**Document excerpt**
========================================================================

Please see __device_add_disk() which takes one extra queue ref, which
won't be dropped until the disk is released.

Meantime blkdev_get() holds gendisk reference via bdev_get_gendisk(),
and blkdev_get() is called by blkdev_open().

The above way should guarantee that the request queue won't go away
when IO is submitted to queue via blkdev fs inode.

> Anyway, I will convert this code change into a
> comment that explains that blk_poll() callers must hold a request queue
> reference.

Good point.


Thanks,
Ming

Patch
diff mbox series

diff --git a/block/blk-mq.c b/block/blk-mq.c
index 7528678ef41f..ea64d951f411 100644
--- a/block/blk-mq.c
+++ b/block/blk-mq.c
@@ -3439,19 +3439,7 @@  static bool blk_mq_poll_hybrid(struct request_queue *q,
 	return blk_mq_poll_hybrid_sleep(q, hctx, rq);
 }
 
-/**
- * blk_poll - poll for IO completions
- * @q:  the queue
- * @cookie: cookie passed back at IO submission time
- * @spin: whether to spin for completions
- *
- * Description:
- *    Poll for completions on the passed in queue. Returns number of
- *    completed entries found. If @spin is true, then blk_poll will continue
- *    looping until at least one completion is found, unless the task is
- *    otherwise marked running (or we need to reschedule).
- */
-int blk_poll(struct request_queue *q, blk_qc_t cookie, bool spin)
+static int __blk_poll(struct request_queue *q, blk_qc_t cookie, bool spin)

========================================================================

**Supplied data**
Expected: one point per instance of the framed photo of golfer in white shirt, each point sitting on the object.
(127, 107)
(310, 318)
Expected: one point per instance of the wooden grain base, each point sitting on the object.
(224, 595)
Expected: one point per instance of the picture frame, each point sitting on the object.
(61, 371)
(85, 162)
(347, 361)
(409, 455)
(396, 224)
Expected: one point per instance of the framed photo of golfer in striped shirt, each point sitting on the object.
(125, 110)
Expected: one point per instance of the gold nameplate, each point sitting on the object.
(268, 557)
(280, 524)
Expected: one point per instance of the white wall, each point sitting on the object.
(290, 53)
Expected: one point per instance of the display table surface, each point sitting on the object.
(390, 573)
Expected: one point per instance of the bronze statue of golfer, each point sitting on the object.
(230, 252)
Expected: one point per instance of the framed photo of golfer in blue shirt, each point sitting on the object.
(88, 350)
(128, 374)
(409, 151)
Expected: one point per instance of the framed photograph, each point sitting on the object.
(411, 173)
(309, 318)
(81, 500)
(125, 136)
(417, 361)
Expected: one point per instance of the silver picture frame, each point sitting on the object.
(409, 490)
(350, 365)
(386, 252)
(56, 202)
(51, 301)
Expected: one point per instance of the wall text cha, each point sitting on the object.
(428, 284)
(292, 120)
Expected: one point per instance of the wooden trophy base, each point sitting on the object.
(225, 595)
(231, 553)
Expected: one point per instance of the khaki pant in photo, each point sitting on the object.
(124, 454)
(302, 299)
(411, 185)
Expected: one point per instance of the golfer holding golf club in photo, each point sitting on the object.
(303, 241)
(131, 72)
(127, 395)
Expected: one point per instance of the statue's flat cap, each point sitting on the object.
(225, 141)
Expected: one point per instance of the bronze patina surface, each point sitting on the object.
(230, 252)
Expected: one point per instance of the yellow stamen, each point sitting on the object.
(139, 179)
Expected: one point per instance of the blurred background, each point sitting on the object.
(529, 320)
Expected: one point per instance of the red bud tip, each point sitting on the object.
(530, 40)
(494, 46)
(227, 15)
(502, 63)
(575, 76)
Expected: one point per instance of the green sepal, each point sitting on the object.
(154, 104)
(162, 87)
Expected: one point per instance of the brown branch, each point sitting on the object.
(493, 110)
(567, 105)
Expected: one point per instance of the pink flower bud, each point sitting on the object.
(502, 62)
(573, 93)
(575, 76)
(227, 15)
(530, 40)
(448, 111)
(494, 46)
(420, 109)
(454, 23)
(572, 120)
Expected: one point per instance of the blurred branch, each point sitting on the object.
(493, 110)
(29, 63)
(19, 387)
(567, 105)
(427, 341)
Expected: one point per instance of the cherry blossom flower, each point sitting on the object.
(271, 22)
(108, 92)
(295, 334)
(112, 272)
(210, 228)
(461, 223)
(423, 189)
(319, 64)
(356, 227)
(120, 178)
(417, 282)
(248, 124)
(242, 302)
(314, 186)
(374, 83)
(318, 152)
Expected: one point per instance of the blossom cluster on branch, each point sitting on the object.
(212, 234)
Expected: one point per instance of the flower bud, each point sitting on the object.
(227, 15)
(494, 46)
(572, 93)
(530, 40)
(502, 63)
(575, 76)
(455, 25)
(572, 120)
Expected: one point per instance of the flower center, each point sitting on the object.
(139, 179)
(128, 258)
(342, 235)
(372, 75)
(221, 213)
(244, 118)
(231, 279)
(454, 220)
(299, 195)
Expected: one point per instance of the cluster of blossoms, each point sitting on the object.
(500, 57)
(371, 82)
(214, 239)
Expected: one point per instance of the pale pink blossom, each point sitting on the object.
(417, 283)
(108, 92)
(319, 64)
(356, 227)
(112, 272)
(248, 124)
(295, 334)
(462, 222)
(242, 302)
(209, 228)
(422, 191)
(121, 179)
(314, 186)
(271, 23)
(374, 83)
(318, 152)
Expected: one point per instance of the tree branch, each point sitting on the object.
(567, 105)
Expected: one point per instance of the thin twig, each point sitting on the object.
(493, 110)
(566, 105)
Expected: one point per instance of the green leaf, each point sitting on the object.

========================================================================

**To do**
#1 From the entries, keep only the lines that contain the string "picture", treating uppercase and lowercase as different.
#2 Write what comes next in the blk_poll patch discussion, starting right after its final line.

**Responses to the exercise**
#1
Expected: one point per instance of the picture frame, each point sitting on the object.
Expected: one point per instance of the silver picture frame, each point sitting on the object.

#2
 {
 	struct blk_mq_hw_ctx *hctx;
 	long state;
@@ -3503,6 +3491,30 @@  int blk_poll(struct request_queue *q, blk_qc_t cookie, bool spin)
 	__set_current_state(TASK_RUNNING);
 	return 0;
 }
+
+/**
+ * blk_poll - poll for IO completions
+ * @q:  the queue
+ * @cookie: cookie passed back at IO submission time
+ * @spin: whether to spin for completions
+ *
+ * Description:
+ *    Poll for completions on the passed in queue. Returns number of
+ *    completed entries found. If @spin is true, then blk_poll will continue
+ *    looping until at least one completion is found, unless the task is
+ *    otherwise marked running (or we need to reschedule).
+ */
+int blk_poll(struct request_queue *q, blk_qc_t cookie, bool spin)
+{
+	int ret;
+
+	if (!percpu_ref_tryget(&q->q_usage_counter))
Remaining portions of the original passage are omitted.